═════ Passage provided

The problem with these discussions is that the person with the really shallow understanding thinks he's maneuvering the conversation somewhere clever and the person who actually knows what he's talking about assumed that the clever "end" they were driving at was just one of the axioms at starting point of the discussion that everybody sort of leaves unsaid. It's like trying to sit still and nod politely while somebody ploddingly explains to you the joke you just told.

I'm surprised you haven't read any of that, since you seem to have a degree in economics.

Look, price transparency is good. Markets are good. I understand that supply curves slope up and demand curves slope down. Now that we have that out of the way, do you have something substantive to contribute, or am I wasting keystrokes and inviting more of this facetious self-congratulatory horseshit?

Comment Re:Fuck Obamacare (Score 1) 723

Well, I have a degree in economics, so it's probably not that I'm missing the basics of supply and demand and need to be led there one sentence at a time. It's more likely just that I'm not claiming that increasing the supply of medical care won't reduce the price.

The post I originally responded to noted that non-essential care has dropped in price as if that's evidence that Evil Socialism is driving up the price of essential care. But it's not as though non-essential care is an unfettered free market and critical care is heavily regulated. They're both highly regulated markets with limited supply of specialized caregivers. The key difference is that non-essential care is (surprise!) non-essential, so the shape of the demand curves in the critical regions differ and the equilibrium prices at easily-reached supply levels differ.

If you want to talk specifically about how to increase the supply of critical medical care, that's an interesting topic. There are a whole lot of reasons why it's not the simplest thing in the world to do, but it's definitely interesting.

Comment Re:Fuck Obamacare (Score 1) 723

You're clearly trying to lead me to something really clever, but I'm just not getting there. This is all pretty basic economics, so what am I missing? Is there a way you could say it without the use of question marks?

No, it's reasonable to assume that the demand curve is more or less smooth and continuous. "Essential" goods act just like any other normal goods once you're out to a certain quantity. But below that, the demand curve shoots off into the stratosphere. That happens for water or food. It happens for critical medical care. It doesn't happen for Troll dolls or DVDs.

Comment Re:Fuck Obamacare (Score 2) 723

I have no idea how you could have gotten that from reading my post and the link I provided. Supply and demand work perfectly well in healthcare. But for lifesaving health care, the demand curve is basically vertical where supply and demand meet in the real world. The demand curve for essential goods approaches infinity as quantity approaches zero and drops off rapidly after your essential needs are met. That means that you're almost completely insensitive to price until the supply increases beyond that point.

If we ever get to the point where there are a bunch of heart surgeons milling around for every one person who needs heart surgery, we'll be way down at the same point on the demand curve as we are for rice and fresh water. But that's not where we are.

Comment Re:Fuck Obamacare (Score 1) 723

We consume food at a much lower marginal utility. We've progressed far enough in our provision of food and water that we produce enough that we now consume them way down on the marginal utility curve. If we were starving hunter gatherers, we'd gladly trade our last beads and monkey skulls for a little bit of food for the same reason. For a variety of reasons, we haven't yet progressed to the point where medical care is provided that far out on the curve (although some of it is--lifesaving antibiotics that would have been worth kingdoms can now be bought like Skittles). Once machines that automatically perform heart surgery are available right next to the vending machines that clog our arteries, we'll wonder why we ever had this conversation.

══════════

* _The task_: Reproduce everything in the health care economics passage from "You're clearly trying" down to "dolls or DVDs.", without changes. The rows that follow have no connection to the passage on health care economics.

═════ Data under study

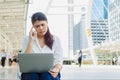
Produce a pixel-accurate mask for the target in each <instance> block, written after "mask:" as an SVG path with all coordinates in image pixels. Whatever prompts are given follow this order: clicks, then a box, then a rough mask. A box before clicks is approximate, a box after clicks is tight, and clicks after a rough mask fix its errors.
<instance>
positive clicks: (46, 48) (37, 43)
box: [22, 36, 63, 65]
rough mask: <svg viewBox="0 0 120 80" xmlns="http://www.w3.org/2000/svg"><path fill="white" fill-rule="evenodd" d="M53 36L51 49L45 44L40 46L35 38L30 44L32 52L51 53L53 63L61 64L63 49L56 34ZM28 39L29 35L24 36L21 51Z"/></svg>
mask: <svg viewBox="0 0 120 80" xmlns="http://www.w3.org/2000/svg"><path fill="white" fill-rule="evenodd" d="M53 37H54V42H53V46H52V50H51V49H50V48H49V47H48V46H47V45H45V46H44V47H43V48H41V46H40V45H39V42H38V38H36V39H35V40H34V43H33V46H32V53H53V54H54V65H55V64H62V56H63V49H62V47H61V43H60V40H59V38H58V37H56V36H53ZM28 41H29V36H26V37H25V38H24V41H23V49H22V52H23V53H24V52H25V50H26V48H27V44H28Z"/></svg>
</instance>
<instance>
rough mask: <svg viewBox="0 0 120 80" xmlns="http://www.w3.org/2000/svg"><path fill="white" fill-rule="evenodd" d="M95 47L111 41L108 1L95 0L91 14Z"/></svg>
mask: <svg viewBox="0 0 120 80" xmlns="http://www.w3.org/2000/svg"><path fill="white" fill-rule="evenodd" d="M91 30H92V40H93V45H97V44H100V43H101V42H104V41H105V40H108V39H109V30H108V0H93V3H92V12H91Z"/></svg>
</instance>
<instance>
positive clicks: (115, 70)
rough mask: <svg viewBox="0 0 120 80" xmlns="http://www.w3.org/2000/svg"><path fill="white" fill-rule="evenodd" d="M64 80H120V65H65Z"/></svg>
mask: <svg viewBox="0 0 120 80" xmlns="http://www.w3.org/2000/svg"><path fill="white" fill-rule="evenodd" d="M61 73H62V80H120V66H110V65H99V66H94V65H82V66H81V67H78V65H70V66H68V65H64V66H63V70H62V72H61Z"/></svg>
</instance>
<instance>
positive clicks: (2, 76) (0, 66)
mask: <svg viewBox="0 0 120 80" xmlns="http://www.w3.org/2000/svg"><path fill="white" fill-rule="evenodd" d="M61 75H62V77H61V80H120V66H103V65H100V66H93V65H91V66H86V65H82V66H81V67H78V66H76V65H64V66H63V69H62V71H61ZM0 80H19V79H18V67H17V66H11V67H9V66H6V67H4V68H2V67H1V66H0Z"/></svg>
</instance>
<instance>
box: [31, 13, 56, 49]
mask: <svg viewBox="0 0 120 80" xmlns="http://www.w3.org/2000/svg"><path fill="white" fill-rule="evenodd" d="M36 21H47V17H46V16H45V14H43V13H42V12H37V13H35V14H33V16H32V18H31V22H32V24H34V22H36ZM44 38H45V44H46V45H47V46H48V47H49V48H50V49H52V46H53V41H54V40H53V35H52V34H51V33H50V31H49V28H48V30H47V32H46V34H45V37H44Z"/></svg>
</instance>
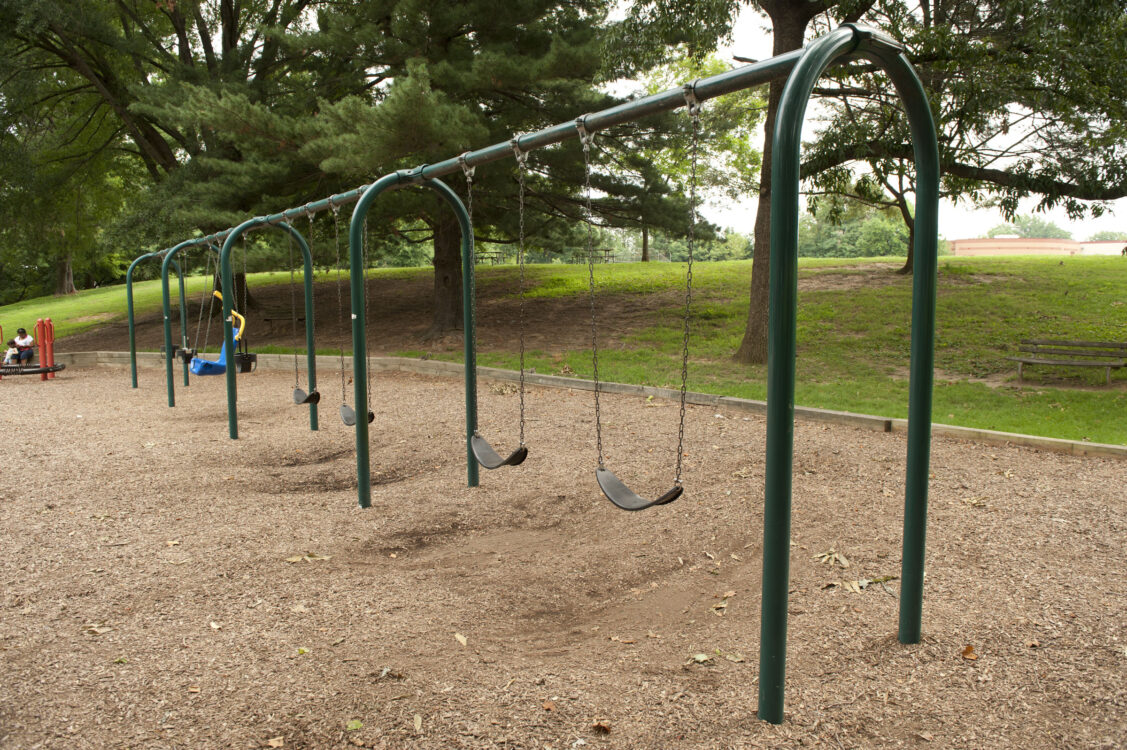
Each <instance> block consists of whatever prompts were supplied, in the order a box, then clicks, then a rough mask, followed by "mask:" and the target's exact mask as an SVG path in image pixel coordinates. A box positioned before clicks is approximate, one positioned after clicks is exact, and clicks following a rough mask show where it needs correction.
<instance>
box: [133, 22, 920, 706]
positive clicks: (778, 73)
mask: <svg viewBox="0 0 1127 750" xmlns="http://www.w3.org/2000/svg"><path fill="white" fill-rule="evenodd" d="M850 60H866V61H868V62H870V63H872V64H875V65H876V67H877V68H879V69H881V70H884V71H885V72H886V73H887V74H888V77H889V79H890V80H891V82H893V85H894V87H895V89H896V91H897V92H898V94H899V96H900V99H902V100H903V103H904V108H905V113H906V115H907V120H908V125H909V130H911V133H912V141H913V149H914V159H915V169H916V217H915V221H916V231H915V246H914V248H913V252H914V254H915V264H914V279H913V290H912V343H911V376H909V378H911V380H909V386H908V388H909V403H908V436H907V466H906V483H905V484H906V488H905V503H904V509H905V510H904V548H903V563H902V575H900V579H902V588H900V611H899V630H898V637H899V641H900V642H902V643H906V644H909V643H919V642H920V637H921V619H922V608H923V572H924V542H925V530H926V509H928V473H929V464H930V453H931V411H932V380H933V365H934V333H935V279H937V256H938V242H937V238H938V212H939V177H940V169H939V151H938V144H937V140H935V126H934V122H933V120H932V113H931V108H930V105H929V103H928V98H926V95H925V92H924V89H923V86H922V83H921V82H920V79H919V77H917V76H916V73H915V71H914V69H913V68H912V64H911V62H909V61H908V59H907V56H906V55H905V53H904V50H903V47H902V46H900V45H899V43H897V42H896V41H895V39H893V38H890V37H887V36H885V35H882V34H880V33H878V32H875V30H871V29H868V28H864V27H861V26H858V25H845V26H842V27H840V28H837V29H835V30H833V32H831V33H828V34H826V35H825V36H823V37H819V38H818V39H815V41H814V42H811V43H810V44H809V45H807V46H806V47H805V48H802V50H796V51H793V52H789V53H787V54H783V55H779V56H777V58H771V59H769V60H764V61H762V62H757V63H754V64H751V65H745V67H743V68H738V69H735V70H731V71H727V72H725V73H720V74H718V76H712V77H710V78H703V79H699V80H696V81H694V82H693V83H692V85H691V90H692V92H693V94H694V97H695V99H696V100H699V102H704V100H707V99H711V98H715V97H718V96H721V95H724V94H730V92H733V91H737V90H742V89H746V88H749V87H753V86H760V85H763V83H766V82H770V81H772V80H777V79H780V78H786V79H787V82H786V86H784V89H783V95H782V99H781V102H780V105H779V111H778V115H777V120H775V130H774V147H773V153H772V205H771V277H770V320H769V330H770V338H769V352H767V436H766V443H767V444H766V457H765V461H766V470H765V474H766V478H765V509H764V526H763V539H764V545H763V597H762V629H761V643H760V688H758V716H760V718H762V720H764V721H767V722H772V723H781V722H782V721H783V695H784V690H783V685H784V678H786V651H787V599H788V588H789V576H790V567H789V565H790V517H791V495H792V483H791V479H792V470H793V417H795V355H796V332H797V299H798V215H799V214H798V212H799V203H798V196H799V179H800V171H799V155H800V145H801V129H802V121H804V117H805V114H806V106H807V103H808V100H809V97H810V95H811V94H813V90H814V86H815V83H816V82H817V80H818V79H819V78H820V76H822V74H823V72H825V70H826V69H827V68H829V67H831V65H832V64H834V63H836V62H840V61H850ZM684 90H685V89H684V87H677V88H673V89H669V90H667V91H663V92H660V94H655V95H653V96H647V97H644V98H639V99H635V100H631V102H627V103H624V104H621V105H618V106H614V107H611V108H607V109H604V111H602V112H597V113H592V114H588V115H585V116H583V117H580V118H579V121H578V122H579V123H582V125H583V129H584V130H586V131H589V132H594V131H598V130H602V129H605V127H609V126H612V125H616V124H621V123H625V122H630V121H633V120H638V118H640V117H644V116H646V115H650V114H655V113H658V112H668V111H673V109H676V108H680V107H682V106H685V103H686V98H685V94H684ZM578 134H579V133H578V131H577V127H576V123H575V122H568V123H562V124H558V125H554V126H551V127H548V129H544V130H541V131H538V132H535V133H529V134H525V135H521V136H520V138H517V139H514V141H505V142H503V143H497V144H494V145H490V147H487V148H483V149H480V150H478V151H469V152H465V153H463V155H461V156H459V157H454V158H451V159H447V160H445V161H441V162H437V164H433V165H424V166H420V167H417V168H415V169H409V170H400V171H396V173H392V174H390V175H387V176H384V177H381V178H380V179H379V180H376V182H375V183H373V184H371V185H369V186H364V187H361V188H357V189H355V191H350V192H348V193H343V194H339V195H334V196H330V197H328V198H325V200H322V201H318V202H316V203H311V204H307V205H305V206H300V208H296V209H291V210H287V211H284V212H282V213H278V214H273V215H269V217H259V218H256V219H251V220H249V221H247V222H243V223H242V224H240V226H239V227H237V228H236V229H233V230H228V231H225V232H220V233H219V235H214V236H211V237H210V238H199V239H196V240H189V241H188V242H184V244H181V245H180V246H178V247H181V246H187V245H192V244H203V242H206V241H214V240H215V239H223V240H224V242H223V249H222V250H221V253H220V268H221V274H222V279H223V284H224V288H225V289H229V288H230V285H231V279H232V274H231V265H230V250H231V242H232V241H233V239H234V238H237V237H238V236H239V235H240V233H242V232H243V231H246V230H247V229H249V228H251V227H257V226H264V224H278V226H283V227H285V224H284V222H286V221H289V220H292V219H294V218H296V217H300V215H303V214H309V213H312V212H316V211H321V210H325V209H327V208H332V206H335V205H336V206H339V205H343V204H347V203H352V202H356V206H355V209H354V211H353V215H352V221H350V223H349V232H348V235H349V267H350V274H349V275H350V297H352V335H353V376H354V377H353V382H354V398H355V403H356V404H357V405H362V404H366V403H367V345H366V335H367V334H366V315H367V311H366V309H365V301H364V263H363V228H364V222H365V220H366V215H367V211H369V209H370V206H371V205H372V203H373V202H374V201H375V198H376V197H379V196H380V195H381V194H382V193H384V192H385V191H389V189H398V188H402V187H408V186H414V185H421V186H425V187H429V188H431V189H434V191H435V192H437V193H438V194H440V196H442V197H443V200H445V202H446V203H447V204H449V205H450V206H451V209H452V210H453V211H454V213H455V215H456V218H458V222H459V227H460V228H461V232H462V242H461V249H462V284H463V305H464V307H463V315H464V330H465V335H464V338H465V342H467V344H465V360H464V374H465V447H467V480H468V484H469V486H471V487H473V486H477V485H478V483H479V474H478V464H477V461H476V459H474V456H473V451H472V448H471V441H472V438H473V434H474V431H476V427H477V408H476V404H477V352H476V351H474V350H473V346H472V339H473V336H472V334H473V328H474V325H476V319H474V312H476V311H474V306H473V300H472V299H471V298H470V297H469V295H468V294H465V293H464V290H467V289H471V288H472V281H473V273H474V270H473V262H472V259H473V235H472V227H471V226H470V218H469V214H468V213H467V210H465V206H464V205H463V204H462V202H461V200H460V198H459V197H458V195H456V194H455V193H454V192H453V191H452V189H451V188H450V187H449V186H446V185H445V184H444V183H442V182H440V180H438V177H443V176H445V175H450V174H454V173H456V171H460V170H462V169H463V168H465V167H477V166H480V165H483V164H488V162H491V161H498V160H502V159H506V158H512V157H513V153H514V149H513V143H514V142H515V143H516V144H517V147H518V149H520V150H521V151H523V152H527V151H531V150H533V149H538V148H543V147H547V145H551V144H554V143H560V142H564V141H567V140H569V139H573V138H577V136H578ZM291 231H292V230H291ZM305 247H307V248H308V246H305ZM174 249H176V248H174ZM171 254H172V253H169V255H171ZM168 259H169V258H168V257H166V263H167V262H168ZM131 268H132V267H131ZM310 277H311V275H310V273H309V270H308V266H307V284H308V283H309V282H310ZM168 297H169V294H168V286H167V282H166V284H165V301H166V326H168V315H169V314H168V307H167V305H168ZM310 300H311V293H310V291H309V290H308V288H307V297H305V301H307V318H305V319H307V326H308V327H311V325H312V311H311V310H310V309H309V305H310ZM181 307H183V305H181ZM223 307H224V309H223V318H224V320H223V329H224V338H225V341H227V342H228V344H229V347H230V345H231V344H232V332H231V320H230V300H227V299H224V306H223ZM307 335H308V342H309V351H310V372H312V371H313V367H314V365H313V359H312V351H313V348H312V333H311V332H309V333H308V334H307ZM166 338H168V337H166ZM132 344H133V341H132V315H131V346H132ZM170 367H171V365H170V364H169V368H170ZM134 373H135V370H134ZM227 385H228V424H229V432H230V436H231V439H237V438H238V421H237V420H238V417H237V409H236V403H237V398H236V394H237V390H236V388H237V385H236V378H234V373H233V372H232V371H231V370H229V371H228V379H227ZM134 387H135V374H134ZM169 389H170V390H169V394H170V405H171V374H169ZM314 408H316V407H314ZM314 414H316V412H314ZM355 426H356V475H357V493H358V502H360V505H361V506H362V508H369V506H370V505H371V492H372V487H371V465H370V456H369V423H367V421H366V420H357V422H356V425H355ZM314 429H316V427H314Z"/></svg>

══════════

* _Solution for this exercise_:
You're clearly trying to lead me to something really clever, but I'm just not getting there. This is all pretty basic economics, so what am I missing? Is there a way you could say it without the use of question marks?

No, it's reasonable to assume that the demand curve is more or less smooth and continuous. "Essential" goods act just like any other normal goods once you're out to a certain quantity. But below that, the demand curve shoots off into the stratosphere. That happens for water or food. It happens for critical medical care. It doesn't happen for Troll dolls or DVDs.